#### EXTRACTED MATERIAL

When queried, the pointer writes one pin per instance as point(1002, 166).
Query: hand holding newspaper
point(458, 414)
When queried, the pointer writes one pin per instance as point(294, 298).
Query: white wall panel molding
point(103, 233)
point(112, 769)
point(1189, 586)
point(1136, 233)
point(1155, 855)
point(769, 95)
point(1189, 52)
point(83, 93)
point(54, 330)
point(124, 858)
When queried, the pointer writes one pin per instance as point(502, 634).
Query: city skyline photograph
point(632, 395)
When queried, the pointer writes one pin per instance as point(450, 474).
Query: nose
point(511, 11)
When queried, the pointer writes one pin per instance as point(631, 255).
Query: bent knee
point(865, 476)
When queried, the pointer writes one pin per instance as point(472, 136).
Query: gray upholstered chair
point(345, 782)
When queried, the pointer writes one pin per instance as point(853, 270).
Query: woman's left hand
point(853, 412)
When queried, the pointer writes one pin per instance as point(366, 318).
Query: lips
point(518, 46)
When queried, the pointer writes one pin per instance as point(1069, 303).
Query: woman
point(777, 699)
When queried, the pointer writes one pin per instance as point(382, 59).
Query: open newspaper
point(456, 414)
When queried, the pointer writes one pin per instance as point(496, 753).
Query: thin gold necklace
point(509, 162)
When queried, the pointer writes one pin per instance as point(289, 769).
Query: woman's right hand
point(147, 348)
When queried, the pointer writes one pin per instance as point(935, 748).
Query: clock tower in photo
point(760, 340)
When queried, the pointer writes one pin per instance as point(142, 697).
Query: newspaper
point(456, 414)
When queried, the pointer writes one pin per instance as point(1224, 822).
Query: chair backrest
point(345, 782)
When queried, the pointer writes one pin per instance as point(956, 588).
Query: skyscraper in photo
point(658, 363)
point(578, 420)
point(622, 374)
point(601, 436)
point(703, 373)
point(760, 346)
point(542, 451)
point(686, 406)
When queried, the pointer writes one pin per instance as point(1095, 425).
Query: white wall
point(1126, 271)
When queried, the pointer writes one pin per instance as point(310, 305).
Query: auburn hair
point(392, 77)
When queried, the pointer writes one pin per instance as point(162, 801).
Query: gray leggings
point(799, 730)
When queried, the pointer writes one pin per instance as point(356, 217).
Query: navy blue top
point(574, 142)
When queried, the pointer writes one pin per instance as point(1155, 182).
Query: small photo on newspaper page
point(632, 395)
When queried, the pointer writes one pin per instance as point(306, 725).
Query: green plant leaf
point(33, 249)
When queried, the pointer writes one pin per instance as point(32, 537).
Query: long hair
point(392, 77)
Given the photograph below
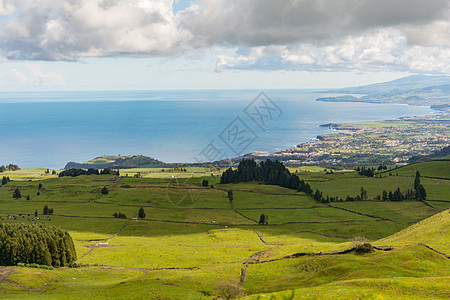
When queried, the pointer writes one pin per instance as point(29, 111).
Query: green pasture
point(193, 243)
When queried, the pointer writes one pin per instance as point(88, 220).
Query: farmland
point(193, 244)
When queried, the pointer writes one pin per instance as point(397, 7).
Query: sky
point(219, 44)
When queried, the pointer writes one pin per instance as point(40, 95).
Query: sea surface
point(49, 129)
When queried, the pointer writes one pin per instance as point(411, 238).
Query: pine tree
point(262, 219)
point(16, 194)
point(141, 213)
point(230, 196)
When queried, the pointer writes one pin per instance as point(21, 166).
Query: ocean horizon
point(49, 129)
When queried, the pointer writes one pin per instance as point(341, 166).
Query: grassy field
point(194, 244)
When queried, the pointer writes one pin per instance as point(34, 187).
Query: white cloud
point(67, 30)
point(293, 34)
point(374, 51)
point(32, 75)
point(7, 8)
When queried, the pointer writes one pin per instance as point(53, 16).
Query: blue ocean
point(49, 129)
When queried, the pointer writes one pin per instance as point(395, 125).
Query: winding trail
point(438, 252)
point(362, 214)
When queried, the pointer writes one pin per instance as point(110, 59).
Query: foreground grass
point(192, 247)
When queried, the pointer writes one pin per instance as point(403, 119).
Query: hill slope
point(118, 162)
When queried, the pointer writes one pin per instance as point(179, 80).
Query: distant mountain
point(396, 86)
point(118, 162)
point(431, 91)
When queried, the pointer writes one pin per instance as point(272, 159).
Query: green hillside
point(194, 244)
point(118, 162)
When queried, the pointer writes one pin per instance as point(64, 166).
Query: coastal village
point(394, 142)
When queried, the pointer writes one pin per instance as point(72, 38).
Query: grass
point(192, 241)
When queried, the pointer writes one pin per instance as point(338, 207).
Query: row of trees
point(369, 172)
point(78, 172)
point(39, 244)
point(275, 173)
point(9, 167)
point(270, 172)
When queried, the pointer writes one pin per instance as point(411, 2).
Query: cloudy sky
point(195, 44)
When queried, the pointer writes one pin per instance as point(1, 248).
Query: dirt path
point(327, 235)
point(362, 214)
point(260, 237)
point(111, 237)
point(438, 252)
point(4, 273)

########

REQUIRED WORK =>
Copy all of the rows above word for word. Leave the pictures out.

ANSWER BELOW =>
When queried, the pointer writes one pin per instance as point(1002, 166).
Query: hand holding newspaper
point(458, 414)
When queried, the pointer writes one pin per instance as point(294, 298).
Query: white wall panel molding
point(103, 233)
point(112, 769)
point(1189, 586)
point(1136, 233)
point(1155, 855)
point(769, 95)
point(1189, 52)
point(83, 93)
point(54, 330)
point(124, 858)
When queried, the pointer writes one pin per instance as point(502, 634).
Query: city skyline photograph
point(632, 395)
When queried, the pointer writes one pin per instance as point(450, 474).
Query: nose
point(511, 11)
When queried, the pointer writes one pin per instance as point(631, 255).
Query: bent knee
point(865, 476)
When queried, the pointer writes one pin per instance as point(472, 136).
Query: gray upholstered chair
point(345, 782)
When queried, the pointer writes one pin per instance as point(853, 270).
Query: woman's left hand
point(853, 412)
When queried, the pointer writes one pin per instance as point(366, 318).
Query: lips
point(518, 46)
When queried, the pointer writes one pin per instance as point(1069, 303).
Query: woman
point(777, 699)
When queried, the pointer writes one pin per instance as point(382, 59).
Query: open newspaper
point(456, 414)
When queried, the pointer writes one pin per instance as point(496, 753).
Query: thin gold necklace
point(509, 162)
When queried, the pointer writes one pin per instance as point(289, 769).
Query: woman's right hand
point(147, 348)
When queried, the pointer writes one pin per instance as point(935, 748).
Query: clock tower in photo
point(760, 340)
When queried, the pointer writes one pin per instance as point(142, 697).
Query: newspaper
point(456, 414)
When queried, the pointer writes one pin per instance as point(1224, 822).
Query: chair backrest
point(345, 782)
When queried, the pointer writes one pin per instance as point(956, 588).
Query: skyscraper in photo
point(658, 363)
point(578, 420)
point(622, 374)
point(601, 436)
point(703, 373)
point(760, 346)
point(542, 451)
point(686, 406)
When queried, the pointer writes one pin per instance as point(1095, 425).
Query: white wall
point(1126, 271)
When queried, the pointer writes one pin per instance as point(310, 305).
Query: auburn hair
point(392, 77)
When queried, the pointer writes one pin per instance as point(162, 801).
Query: gray leggings
point(799, 730)
When queried, the pointer writes one pin per instance as point(356, 217).
Query: navy blue top
point(574, 142)
When queried, the pointer writes one pin per instance as point(1155, 182).
Query: small photo on newspaper page
point(632, 395)
When queried, the pointer writes one pin per instance as point(306, 725).
Query: green plant leaf
point(33, 249)
When queried, the pointer writes one pin per instance as point(32, 537).
Query: long hair
point(392, 77)
Given the photograph below
When queried, the pointer writes one pin per instance as point(29, 111).
Query: green pasture
point(193, 243)
When queried, the pointer writes one pin per instance as point(88, 220).
Query: farmland
point(193, 244)
When queried, the pointer writes one pin per instance as point(397, 7).
Query: sky
point(219, 44)
When queried, the pointer writes one pin per instance as point(40, 95).
Query: sea surface
point(49, 129)
When queried, the pointer writes one pin per instance as point(411, 238).
Query: pine tree
point(262, 219)
point(16, 194)
point(141, 213)
point(230, 196)
When queried, the pointer writes one pin per instance as point(21, 166).
Query: ocean horizon
point(49, 129)
When queried, the pointer writes one pin per instance as point(341, 166).
Query: grassy field
point(194, 244)
When queried, the pointer writes one pin per instance as point(34, 187).
Query: white cloud
point(67, 30)
point(293, 34)
point(374, 51)
point(32, 75)
point(7, 8)
When queried, the pointer writes one pin per instance as point(53, 16).
Query: blue ocean
point(49, 129)
When queried, the pointer writes one pin per instance as point(395, 125).
Query: winding trail
point(438, 252)
point(362, 214)
When queried, the pointer writes one pin per instance as point(110, 59).
Query: foreground grass
point(192, 247)
When queried, the pointer writes one pin per instance as point(403, 119).
Query: hill slope
point(118, 162)
When queried, the pointer writes one pin per instance as point(179, 80).
Query: distant mountain
point(396, 86)
point(118, 162)
point(431, 91)
When queried, the pointer writes one pin per instance as point(272, 159).
Query: green hillside
point(194, 244)
point(118, 162)
When queried, the pointer writes one pin per instance as point(64, 166).
Query: coastal village
point(394, 142)
When queried, the pointer writes one pin per instance as point(72, 38).
Query: grass
point(192, 241)
When queried, the pointer writes one pin per instance as point(338, 207).
Query: row of trees
point(369, 172)
point(78, 172)
point(39, 244)
point(275, 173)
point(9, 167)
point(270, 172)
When queried, the pointer writes one pin per instance as point(411, 2).
Query: cloudy sky
point(195, 44)
When queried, the pointer writes one pin per instance as point(1, 248).
Query: dirt path
point(327, 235)
point(362, 214)
point(260, 237)
point(111, 237)
point(438, 252)
point(4, 273)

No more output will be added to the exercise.